- Region labeling records:

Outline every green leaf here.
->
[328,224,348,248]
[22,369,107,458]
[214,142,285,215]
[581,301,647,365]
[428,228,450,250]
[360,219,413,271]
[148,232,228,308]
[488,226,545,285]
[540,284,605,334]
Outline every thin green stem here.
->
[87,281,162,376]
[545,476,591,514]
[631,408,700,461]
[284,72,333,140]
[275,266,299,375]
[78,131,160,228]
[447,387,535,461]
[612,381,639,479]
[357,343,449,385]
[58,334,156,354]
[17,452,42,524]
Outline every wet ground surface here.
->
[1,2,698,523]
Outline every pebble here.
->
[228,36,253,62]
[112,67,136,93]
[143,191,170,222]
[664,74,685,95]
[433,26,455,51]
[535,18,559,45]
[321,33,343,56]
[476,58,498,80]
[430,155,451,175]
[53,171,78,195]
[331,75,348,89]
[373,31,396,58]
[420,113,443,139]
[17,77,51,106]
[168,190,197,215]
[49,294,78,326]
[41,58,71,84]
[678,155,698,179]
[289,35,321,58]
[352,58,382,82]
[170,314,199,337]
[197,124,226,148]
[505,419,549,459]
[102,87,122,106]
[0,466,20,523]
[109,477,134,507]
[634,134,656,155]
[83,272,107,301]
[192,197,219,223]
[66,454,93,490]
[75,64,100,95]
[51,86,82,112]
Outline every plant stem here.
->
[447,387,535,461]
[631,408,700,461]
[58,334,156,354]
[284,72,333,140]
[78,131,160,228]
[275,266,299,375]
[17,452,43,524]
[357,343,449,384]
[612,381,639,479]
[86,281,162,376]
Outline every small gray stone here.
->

- Exercise aim: Copy the items again, starting with the first line and going on through the line that contains "[1,2,698,523]". Increase every bounding-box coordinate in the answers by 20, and keep the requests as they are.

- Right answer:
Outline every green leaf here.
->
[348,244,368,268]
[42,389,127,478]
[234,162,305,235]
[601,321,667,385]
[448,248,470,270]
[380,239,433,291]
[168,252,248,328]
[508,246,565,305]
[560,304,625,354]
Outline every thin green stem here.
->
[107,301,182,396]
[565,496,611,534]
[651,428,720,481]
[304,92,353,160]
[295,286,319,395]
[98,151,180,248]
[467,407,555,481]
[632,401,659,499]
[377,363,469,405]
[78,354,176,374]
[37,472,62,544]
Outline every wet ground surface here.
->
[21,22,718,543]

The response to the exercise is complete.